• _PROBLEM DETAILS_: Your answer should contain every line of the records, transcribed word for word.

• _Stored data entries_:
-- -- --

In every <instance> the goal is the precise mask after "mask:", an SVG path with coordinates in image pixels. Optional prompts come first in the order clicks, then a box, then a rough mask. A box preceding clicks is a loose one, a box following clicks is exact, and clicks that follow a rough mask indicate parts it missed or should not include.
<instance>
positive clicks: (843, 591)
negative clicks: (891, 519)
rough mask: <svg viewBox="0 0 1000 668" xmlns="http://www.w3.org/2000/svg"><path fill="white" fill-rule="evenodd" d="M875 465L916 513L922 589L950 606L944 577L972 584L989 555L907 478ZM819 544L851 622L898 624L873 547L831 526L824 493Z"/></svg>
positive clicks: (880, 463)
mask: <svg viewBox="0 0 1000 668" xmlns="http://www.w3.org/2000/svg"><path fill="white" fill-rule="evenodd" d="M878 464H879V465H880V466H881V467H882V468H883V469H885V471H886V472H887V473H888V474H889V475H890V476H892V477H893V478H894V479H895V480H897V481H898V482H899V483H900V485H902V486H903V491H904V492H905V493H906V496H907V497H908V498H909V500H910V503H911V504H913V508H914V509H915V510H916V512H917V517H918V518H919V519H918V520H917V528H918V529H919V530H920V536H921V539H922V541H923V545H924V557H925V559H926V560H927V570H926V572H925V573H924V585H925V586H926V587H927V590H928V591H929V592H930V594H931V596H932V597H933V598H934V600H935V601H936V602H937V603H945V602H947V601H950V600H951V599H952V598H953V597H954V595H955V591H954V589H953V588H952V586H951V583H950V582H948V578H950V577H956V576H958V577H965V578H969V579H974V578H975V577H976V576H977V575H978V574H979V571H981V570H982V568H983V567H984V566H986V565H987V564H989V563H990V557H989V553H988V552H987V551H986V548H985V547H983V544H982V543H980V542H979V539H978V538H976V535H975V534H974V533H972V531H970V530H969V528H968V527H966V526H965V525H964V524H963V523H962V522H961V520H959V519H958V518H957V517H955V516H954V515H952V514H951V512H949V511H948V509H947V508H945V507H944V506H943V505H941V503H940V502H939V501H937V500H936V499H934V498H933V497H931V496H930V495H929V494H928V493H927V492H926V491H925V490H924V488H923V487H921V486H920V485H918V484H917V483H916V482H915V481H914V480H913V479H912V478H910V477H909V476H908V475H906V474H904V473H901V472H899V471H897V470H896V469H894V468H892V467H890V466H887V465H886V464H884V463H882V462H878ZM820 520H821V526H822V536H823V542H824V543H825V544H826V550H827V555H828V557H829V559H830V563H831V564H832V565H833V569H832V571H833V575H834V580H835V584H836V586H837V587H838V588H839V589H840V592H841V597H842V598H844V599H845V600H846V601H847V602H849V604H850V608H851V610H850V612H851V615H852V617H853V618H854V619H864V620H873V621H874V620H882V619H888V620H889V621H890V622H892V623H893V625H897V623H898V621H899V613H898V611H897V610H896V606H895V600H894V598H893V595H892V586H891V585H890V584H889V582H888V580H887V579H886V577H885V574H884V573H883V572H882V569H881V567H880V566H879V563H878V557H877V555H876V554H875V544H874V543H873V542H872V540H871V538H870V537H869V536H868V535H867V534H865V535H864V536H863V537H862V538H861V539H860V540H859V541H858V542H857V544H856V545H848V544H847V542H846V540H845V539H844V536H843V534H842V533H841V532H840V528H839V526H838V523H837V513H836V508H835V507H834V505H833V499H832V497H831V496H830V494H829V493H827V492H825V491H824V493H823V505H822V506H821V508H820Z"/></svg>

-- -- --

• _OUTPUT_:
In every <instance> the goal is the precise mask after "mask:", an SVG path with coordinates in image pixels. Optional prompts come first in the order clicks, then a box, then a rough mask. A box preceding clicks is a loose one, a box following clicks is exact, and clicks that follow a rough mask indicate parts it missed or should not include.
<instance>
positive clicks: (843, 591)
negative clicks: (891, 519)
rough mask: <svg viewBox="0 0 1000 668" xmlns="http://www.w3.org/2000/svg"><path fill="white" fill-rule="evenodd" d="M875 465L916 513L922 589L950 606L944 577L972 584L989 555L907 478ZM819 544L851 622L898 624L873 547L831 526L824 493Z"/></svg>
positive clicks: (880, 463)
mask: <svg viewBox="0 0 1000 668" xmlns="http://www.w3.org/2000/svg"><path fill="white" fill-rule="evenodd" d="M878 464H879V465H880V466H881V467H882V468H883V469H885V471H886V472H887V473H888V474H889V475H890V476H892V477H893V478H894V479H895V480H897V481H898V482H899V483H900V485H902V486H903V491H904V492H905V493H906V496H907V497H908V498H909V500H910V503H911V504H913V508H914V509H915V510H916V512H917V517H918V518H919V519H918V520H917V528H918V529H919V530H920V536H921V539H922V541H923V545H924V557H925V559H926V560H927V570H926V572H925V573H924V585H925V586H926V587H927V590H928V591H929V592H930V594H931V596H932V597H933V598H934V600H935V601H936V602H937V603H945V602H947V601H950V600H951V599H952V598H953V597H954V595H955V591H954V589H953V588H952V586H951V583H950V582H948V578H950V577H956V576H958V577H965V578H969V579H974V578H975V577H976V576H977V575H978V574H979V571H981V570H982V568H983V567H984V566H986V565H987V564H989V563H990V557H989V553H988V552H987V551H986V548H985V547H983V544H982V543H980V542H979V539H978V538H976V535H975V534H974V533H972V531H970V530H969V528H968V527H966V526H965V525H964V524H963V523H962V522H961V520H959V519H958V518H957V517H955V516H954V515H952V514H951V512H949V511H948V509H947V508H945V507H944V506H943V505H941V503H940V502H939V501H937V500H936V499H934V498H933V497H931V496H930V495H929V494H928V493H927V492H926V491H925V490H924V488H923V487H921V486H920V485H918V484H917V483H916V482H915V481H914V480H913V479H912V478H910V477H909V476H908V475H906V474H904V473H901V472H899V471H897V470H896V469H894V468H892V467H890V466H887V465H886V464H884V463H882V462H878ZM820 520H821V526H822V536H823V542H824V543H825V544H826V550H827V555H828V557H829V559H830V563H831V564H832V565H833V569H832V571H833V575H834V580H835V584H836V586H837V587H838V588H839V589H840V592H841V597H842V598H844V599H845V600H846V601H847V602H849V604H850V608H851V610H850V612H851V615H852V617H853V618H854V619H864V620H873V621H874V620H882V619H888V620H889V621H890V622H892V623H893V625H897V623H898V621H899V613H898V611H897V610H896V606H895V600H894V598H893V595H892V586H891V585H890V584H889V582H888V580H887V579H886V577H885V574H884V573H883V572H882V569H881V567H880V566H879V563H878V557H877V555H876V554H875V544H874V543H873V542H872V540H871V538H870V537H869V536H868V535H867V534H865V535H864V536H863V537H862V538H861V539H860V540H859V541H858V542H857V544H856V545H848V544H847V542H846V540H845V539H844V536H843V534H842V533H841V532H840V528H839V526H838V523H837V513H836V508H835V507H834V505H833V499H832V497H831V496H830V494H829V493H827V492H825V491H824V493H823V505H822V506H821V508H820Z"/></svg>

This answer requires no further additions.